Task requirements: Copy all of the items below word for word, leaving the pictures out.

Items listed in a dataset
-- BEGIN --
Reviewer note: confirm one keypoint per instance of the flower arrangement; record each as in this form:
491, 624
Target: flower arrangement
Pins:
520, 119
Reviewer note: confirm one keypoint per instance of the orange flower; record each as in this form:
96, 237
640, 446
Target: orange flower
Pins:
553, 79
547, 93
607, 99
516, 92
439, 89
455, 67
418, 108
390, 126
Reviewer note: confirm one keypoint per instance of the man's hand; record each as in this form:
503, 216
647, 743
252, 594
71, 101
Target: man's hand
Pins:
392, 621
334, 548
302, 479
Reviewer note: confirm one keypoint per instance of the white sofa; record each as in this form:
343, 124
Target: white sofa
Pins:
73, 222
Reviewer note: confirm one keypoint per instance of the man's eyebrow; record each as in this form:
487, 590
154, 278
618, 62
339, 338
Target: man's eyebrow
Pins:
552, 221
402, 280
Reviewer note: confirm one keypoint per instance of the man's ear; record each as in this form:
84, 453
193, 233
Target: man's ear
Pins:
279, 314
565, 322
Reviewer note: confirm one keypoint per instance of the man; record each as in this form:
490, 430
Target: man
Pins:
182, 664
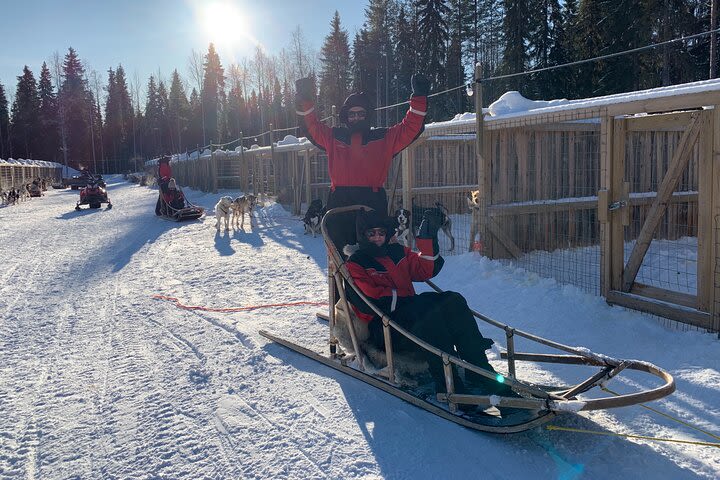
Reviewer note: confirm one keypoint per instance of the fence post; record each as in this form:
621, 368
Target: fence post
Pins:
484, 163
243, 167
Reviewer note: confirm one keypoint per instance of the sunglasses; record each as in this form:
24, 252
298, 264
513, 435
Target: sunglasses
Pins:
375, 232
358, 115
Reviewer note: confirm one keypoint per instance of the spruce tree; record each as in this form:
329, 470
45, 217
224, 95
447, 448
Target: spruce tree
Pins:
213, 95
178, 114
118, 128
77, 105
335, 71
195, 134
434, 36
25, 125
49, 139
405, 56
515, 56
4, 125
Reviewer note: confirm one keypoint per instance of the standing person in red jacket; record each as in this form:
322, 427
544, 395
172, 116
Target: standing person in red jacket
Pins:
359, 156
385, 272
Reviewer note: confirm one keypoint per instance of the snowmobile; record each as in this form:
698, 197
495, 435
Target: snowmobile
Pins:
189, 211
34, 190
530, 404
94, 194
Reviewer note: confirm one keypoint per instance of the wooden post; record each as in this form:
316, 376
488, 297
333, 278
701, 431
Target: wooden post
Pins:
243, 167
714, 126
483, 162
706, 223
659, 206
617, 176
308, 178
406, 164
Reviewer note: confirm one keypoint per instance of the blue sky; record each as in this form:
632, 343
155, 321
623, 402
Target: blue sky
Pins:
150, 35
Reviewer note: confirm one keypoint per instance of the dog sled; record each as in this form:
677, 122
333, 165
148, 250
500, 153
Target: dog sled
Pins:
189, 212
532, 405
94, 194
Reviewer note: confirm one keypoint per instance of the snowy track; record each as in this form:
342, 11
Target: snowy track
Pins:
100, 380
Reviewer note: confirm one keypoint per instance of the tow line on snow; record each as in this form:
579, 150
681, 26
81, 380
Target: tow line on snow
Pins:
-- END --
Reply:
Reviewer note: confirm one keypoint per instance of the flower arrangement; record each as in this form:
491, 624
Target: flower arrangement
Pins:
520, 119
Reviewer note: confirm one keypoint per instance of the orange flower; record each as in this form:
96, 237
640, 446
Target: orange flower
Pins:
553, 79
547, 93
607, 99
516, 92
439, 89
455, 67
418, 108
390, 126
Reviewer note: confirm one keypoint per instance of the man's hand; record each as in this form:
503, 216
647, 743
252, 594
71, 101
Target: man's hand
Pins:
392, 621
334, 548
302, 479
Reviewer note: confirm one keypoint per instance of the white sofa; record each as in this form:
343, 124
Target: white sofa
Pins:
73, 222
Reviewer note: confirm one keypoint per instance of the man's eyebrow; record each as in this form:
487, 590
154, 278
618, 62
339, 338
Target: man's eyebrow
Pins:
552, 221
402, 280
Reviewer note: confirm one keypoint per instance of the man's ear; record each as in this form:
84, 453
193, 233
Target: man's ear
Pins:
279, 314
565, 322
Reviewer note: confirm one keypoint per instance of the man; record each as in this form:
490, 430
Target: man
Pins:
182, 664
Reviewer note: confirm one keypoint per instance of the fence post; record each as in this form:
621, 368
Target: fence post
Pins:
484, 163
243, 167
Reviewer note: confirm one keypoint per instance of the sunglasses; record each as in this form:
24, 252
298, 264
513, 435
Target: sunglasses
Pins:
375, 232
358, 115
Reviewer note: confirm one keypoint per instance of the spruce tree; record each as in this form:
329, 470
45, 217
224, 95
447, 448
Target: spruce tree
Pins:
213, 95
178, 114
118, 128
77, 105
335, 71
195, 134
434, 36
25, 125
49, 139
405, 56
515, 56
4, 125
Reviewer note: confirm one keypoint per instance of the standing person in red jacket; record each as in this form:
322, 427
544, 395
172, 116
Target: standing person in red jacket
Pins:
359, 156
385, 272
Reviewer note: confirm one keypoint per instance of the snowmobile; record each as in this form:
698, 197
495, 435
Target: snowmobile
Pins:
189, 211
34, 190
530, 404
94, 194
Reviewer note: confirm one keypoint per instance of the wooden post; record each as in this form:
316, 376
488, 297
333, 278
701, 431
Target: wooden post
Pins:
243, 167
714, 126
483, 162
706, 223
659, 206
617, 176
308, 178
406, 164
Reviewer note: confirm one keypoint per instance of the blue sky; record each as in this form:
632, 343
155, 321
623, 402
Target: blue sky
Pins:
150, 35
Reviewer note: confirm one keypoint per instance of the dog sled; record each as in this form:
677, 122
333, 165
148, 250
500, 153
Target: dog sled
Pins:
189, 212
532, 405
94, 194
Reviewer note: confirm one keypoint per instance of the snowy track; record each as in this form:
342, 11
Target: snowy track
Pins:
100, 380
Reviewer note: confirm one keypoint per instance of the tow line on snow; record each as in this form:
579, 150
681, 26
81, 380
Target: tow line on snow
Pins:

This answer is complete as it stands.